Work required:
Your task is to repeat the entries word for word while leaving out the pictures.

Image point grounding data
- - - -
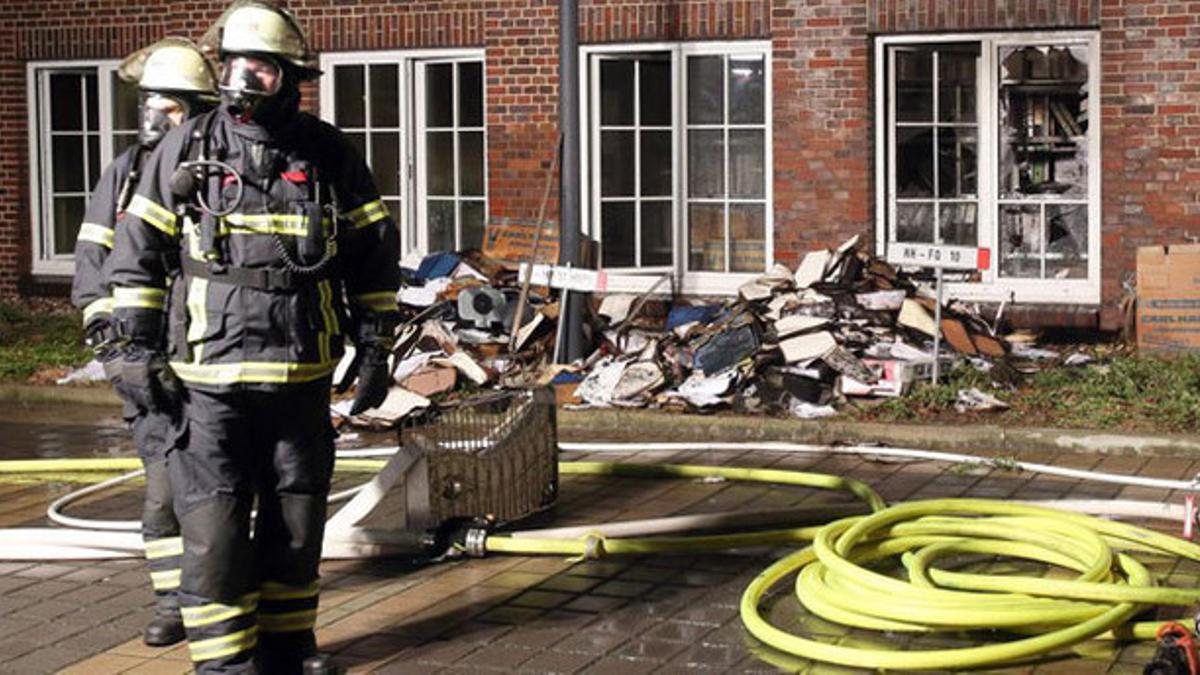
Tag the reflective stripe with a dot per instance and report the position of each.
(225, 645)
(154, 214)
(145, 298)
(166, 580)
(379, 300)
(267, 223)
(367, 214)
(165, 548)
(252, 371)
(214, 613)
(303, 620)
(197, 314)
(96, 234)
(275, 591)
(96, 308)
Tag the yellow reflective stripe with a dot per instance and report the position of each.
(154, 214)
(165, 548)
(225, 645)
(276, 591)
(96, 308)
(166, 580)
(252, 371)
(367, 214)
(303, 620)
(265, 223)
(213, 613)
(197, 314)
(379, 300)
(145, 298)
(96, 234)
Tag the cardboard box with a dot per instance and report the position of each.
(1169, 298)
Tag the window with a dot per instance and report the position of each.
(418, 120)
(677, 160)
(82, 115)
(985, 142)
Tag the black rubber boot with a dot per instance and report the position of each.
(165, 629)
(322, 664)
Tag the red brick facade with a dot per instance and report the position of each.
(822, 89)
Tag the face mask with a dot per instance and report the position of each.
(251, 88)
(160, 114)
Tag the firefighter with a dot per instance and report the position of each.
(175, 82)
(258, 231)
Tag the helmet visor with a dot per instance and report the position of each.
(251, 75)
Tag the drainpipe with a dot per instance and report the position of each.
(569, 171)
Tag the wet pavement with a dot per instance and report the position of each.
(510, 613)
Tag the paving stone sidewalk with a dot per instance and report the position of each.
(537, 614)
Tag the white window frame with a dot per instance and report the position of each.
(413, 237)
(45, 263)
(993, 287)
(691, 282)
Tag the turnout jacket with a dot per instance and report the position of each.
(89, 290)
(305, 190)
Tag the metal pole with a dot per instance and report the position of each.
(937, 328)
(569, 168)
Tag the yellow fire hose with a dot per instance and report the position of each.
(835, 579)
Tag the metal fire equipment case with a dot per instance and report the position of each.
(492, 458)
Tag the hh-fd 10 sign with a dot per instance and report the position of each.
(939, 256)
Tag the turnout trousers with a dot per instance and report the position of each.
(160, 529)
(249, 590)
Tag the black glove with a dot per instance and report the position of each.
(375, 377)
(143, 378)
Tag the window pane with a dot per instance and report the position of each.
(617, 163)
(915, 84)
(385, 95)
(617, 91)
(471, 157)
(657, 163)
(706, 163)
(745, 89)
(439, 95)
(959, 223)
(66, 102)
(617, 233)
(67, 153)
(441, 214)
(67, 216)
(93, 101)
(747, 163)
(125, 106)
(1067, 240)
(957, 83)
(349, 96)
(471, 94)
(706, 237)
(657, 233)
(706, 89)
(748, 243)
(472, 225)
(1020, 234)
(385, 161)
(655, 91)
(439, 162)
(957, 162)
(915, 222)
(915, 161)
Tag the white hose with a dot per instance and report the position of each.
(900, 453)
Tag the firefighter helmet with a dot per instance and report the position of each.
(174, 65)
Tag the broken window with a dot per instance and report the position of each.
(77, 135)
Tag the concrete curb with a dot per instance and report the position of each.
(985, 438)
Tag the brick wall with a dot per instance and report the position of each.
(823, 133)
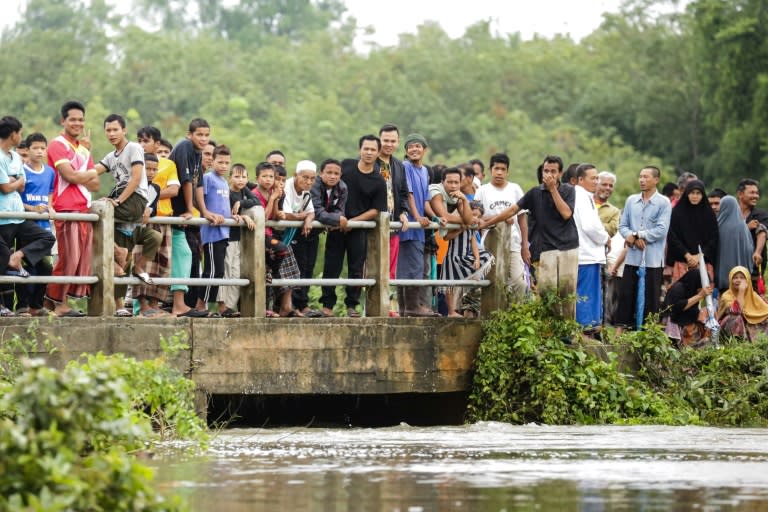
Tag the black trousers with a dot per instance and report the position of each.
(353, 244)
(35, 241)
(305, 252)
(36, 244)
(193, 240)
(625, 312)
(213, 268)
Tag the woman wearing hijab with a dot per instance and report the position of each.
(742, 312)
(693, 225)
(682, 304)
(735, 247)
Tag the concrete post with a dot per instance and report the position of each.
(497, 243)
(102, 301)
(253, 298)
(377, 267)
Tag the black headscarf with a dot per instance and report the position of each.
(678, 295)
(692, 226)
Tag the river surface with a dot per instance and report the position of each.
(481, 467)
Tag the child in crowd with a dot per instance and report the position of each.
(240, 199)
(147, 296)
(212, 196)
(329, 198)
(276, 250)
(39, 178)
(164, 148)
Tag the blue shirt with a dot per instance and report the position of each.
(418, 185)
(38, 187)
(650, 219)
(10, 165)
(216, 196)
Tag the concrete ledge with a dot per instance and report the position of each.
(269, 356)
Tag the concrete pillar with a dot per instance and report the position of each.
(495, 296)
(253, 300)
(102, 301)
(377, 267)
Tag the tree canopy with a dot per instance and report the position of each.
(686, 91)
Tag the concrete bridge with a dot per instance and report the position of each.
(425, 363)
(261, 358)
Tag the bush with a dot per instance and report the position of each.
(67, 437)
(529, 369)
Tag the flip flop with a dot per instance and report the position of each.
(230, 313)
(22, 272)
(153, 313)
(72, 313)
(194, 313)
(144, 277)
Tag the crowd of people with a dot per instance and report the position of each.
(612, 266)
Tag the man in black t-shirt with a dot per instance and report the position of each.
(552, 204)
(367, 196)
(186, 155)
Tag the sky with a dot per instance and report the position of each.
(392, 17)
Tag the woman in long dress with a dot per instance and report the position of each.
(693, 224)
(735, 247)
(742, 312)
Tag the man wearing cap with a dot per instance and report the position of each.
(297, 205)
(411, 262)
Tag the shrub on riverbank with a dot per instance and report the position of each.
(67, 437)
(526, 373)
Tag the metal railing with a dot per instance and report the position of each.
(253, 281)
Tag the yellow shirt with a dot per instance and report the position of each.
(166, 175)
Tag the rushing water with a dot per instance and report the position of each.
(481, 467)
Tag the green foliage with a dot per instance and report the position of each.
(67, 437)
(525, 373)
(15, 348)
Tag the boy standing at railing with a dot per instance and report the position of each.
(38, 187)
(240, 199)
(329, 198)
(212, 195)
(129, 197)
(367, 197)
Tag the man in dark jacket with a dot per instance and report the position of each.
(397, 193)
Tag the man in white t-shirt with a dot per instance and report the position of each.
(593, 241)
(496, 196)
(304, 241)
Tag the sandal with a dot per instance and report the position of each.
(153, 313)
(194, 313)
(21, 272)
(144, 277)
(72, 313)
- - - -
Solution to this task:
Tag the reflective stripe with a dot per instance and report the position of each.
(225, 645)
(154, 214)
(145, 298)
(166, 580)
(379, 300)
(267, 223)
(367, 214)
(165, 548)
(252, 371)
(214, 613)
(303, 620)
(197, 314)
(96, 234)
(275, 591)
(96, 308)
Tag the yellow reflective stripe with a dot per instance and report the position of each.
(154, 214)
(165, 548)
(225, 645)
(276, 591)
(96, 308)
(166, 580)
(252, 371)
(367, 214)
(303, 620)
(265, 223)
(213, 613)
(197, 314)
(379, 300)
(145, 298)
(96, 234)
Tag the cardboard box with a dot per instance and report the position of each.
(1169, 298)
Tag the window with a dot per instance and report the position of each.
(418, 120)
(677, 160)
(82, 115)
(985, 142)
Tag the black rubber boot with a dot per instance and report the position of each.
(165, 629)
(322, 664)
Tag the red brick facade with a dot per instance and report the position of each.
(822, 89)
Tag the face mask with a dot per instance and report the position of each.
(251, 88)
(160, 114)
Tag the firefighter with a dot per instance and report the position of each.
(175, 82)
(258, 231)
Tag the helmet visor with a dot per instance and report the position of each.
(251, 75)
Tag the drainpipe with a dot per instance and report the position of each.
(569, 171)
Tag the wet pavement with a dot per instance and report the position of each.
(510, 613)
Tag the paving stone sidewalk with a dot per instance and report the position of each.
(537, 614)
Tag the white window frame with a dot per instance and report the position of each.
(413, 237)
(45, 263)
(993, 287)
(691, 282)
Tag the turnout jacket with a dot per instance and report the position of each.
(89, 290)
(305, 190)
Tag the metal pole with a dot per instance and report the position of each.
(937, 328)
(569, 168)
Tag the yellow fire hose with a dot per instance and report the position of each.
(835, 579)
Tag the metal fire equipment case with a dot per instance and report the position of each.
(492, 458)
Tag the hh-fd 10 sign with a dot per instance and report the position of each.
(939, 256)
Tag the turnout trousers with a dot per instance and report the position of each.
(160, 529)
(249, 590)
Tag the black glove with a dot per instance and report the position of each.
(375, 377)
(143, 378)
Tag the window pane with a dot per instance and report the position of each.
(617, 163)
(915, 84)
(385, 95)
(617, 91)
(471, 157)
(657, 163)
(706, 163)
(745, 89)
(439, 95)
(959, 223)
(66, 102)
(617, 233)
(67, 153)
(441, 214)
(67, 216)
(93, 101)
(747, 163)
(125, 106)
(1067, 240)
(957, 83)
(349, 96)
(471, 94)
(706, 237)
(657, 233)
(706, 89)
(748, 243)
(472, 225)
(1020, 234)
(385, 161)
(655, 91)
(439, 162)
(957, 162)
(915, 222)
(915, 161)
Tag the white hose with a dot per instance and report the position of each.
(900, 453)
Tag the firefighter helmet with a dot per instance and report the position of each.
(174, 65)
Tag the broken window with a dot per instance and report the position of each.
(77, 135)
Tag the concrete curb with a dot per instance and report the position of each.
(985, 438)
Tag the brick wall with a dot per instance and report the position of each.
(823, 133)
Tag the black trousers with a dot per instance and report the position of each.
(353, 244)
(35, 241)
(305, 252)
(36, 244)
(193, 240)
(625, 312)
(213, 268)
Tag the woman wearing hijab with a dot per instance and report the position of each.
(742, 312)
(693, 225)
(682, 304)
(735, 247)
Tag the concrete post with a dot per instance and report the position of each.
(497, 243)
(102, 301)
(253, 298)
(377, 267)
Tag the black headscarf with a dot per instance and report the position of each.
(678, 295)
(692, 226)
Tag the river surface with a dot per instance and report the position of each.
(481, 467)
Tag the child in crowd with a dot per instance and report the position of each.
(240, 199)
(147, 296)
(212, 196)
(329, 198)
(276, 250)
(39, 178)
(164, 148)
Tag the blue shirt with a dot per instance and report the position of each.
(418, 185)
(38, 187)
(650, 219)
(10, 165)
(216, 196)
Tag the concrete ledge with a dot per instance and report the position of each.
(269, 356)
Tag the concrete pillar with a dot per instance and report the position of each.
(495, 296)
(253, 300)
(102, 301)
(377, 267)
Tag the tree canopy with a dot per instance and report the position of each.
(686, 91)
Tag the concrete bridge with a dot per instance and report the position of each.
(425, 363)
(261, 358)
Tag the bush with a dot per instance and report the position of each.
(67, 437)
(529, 369)
Tag the flip flop with a dot per instance and report the position of each.
(230, 313)
(22, 272)
(153, 313)
(72, 313)
(194, 313)
(144, 277)
Tag the crowd of people with a dot per instance and report the position of each.
(612, 266)
Tag the man in black t-shirt with a dot per instance and report the position of each.
(552, 204)
(367, 196)
(186, 155)
Tag the sky with a dot per instance and report the position of each.
(392, 17)
Tag the woman in long dress with a dot per instance and report the position of each.
(693, 224)
(735, 247)
(742, 312)
Tag the man wearing cap with a dot per instance and report the position of each.
(297, 205)
(411, 262)
Tag the shrub on riverbank with a dot per instance and report the position of each.
(67, 437)
(526, 373)
Tag the metal railing with a dot per instance and report the position of each.
(253, 281)
Tag the yellow shirt with a dot per instance and report the position of each.
(166, 175)
Tag the rushing water with a dot per instance and report the position of each.
(481, 467)
Tag the green foliage with a dot per instance and report the position of each.
(67, 437)
(525, 373)
(15, 348)
Tag the boy standing at railing with a dot per instance and report the position of each.
(38, 187)
(240, 199)
(329, 198)
(212, 195)
(129, 197)
(367, 197)
Tag the man in dark jacket with a dot per instance and report the position of each.
(397, 193)
Tag the man in white t-shirt with a dot per instance and report the position of each.
(593, 241)
(496, 196)
(304, 241)
Tag the sandal with a dot per instance and report the position of each.
(153, 313)
(194, 313)
(21, 272)
(144, 277)
(72, 313)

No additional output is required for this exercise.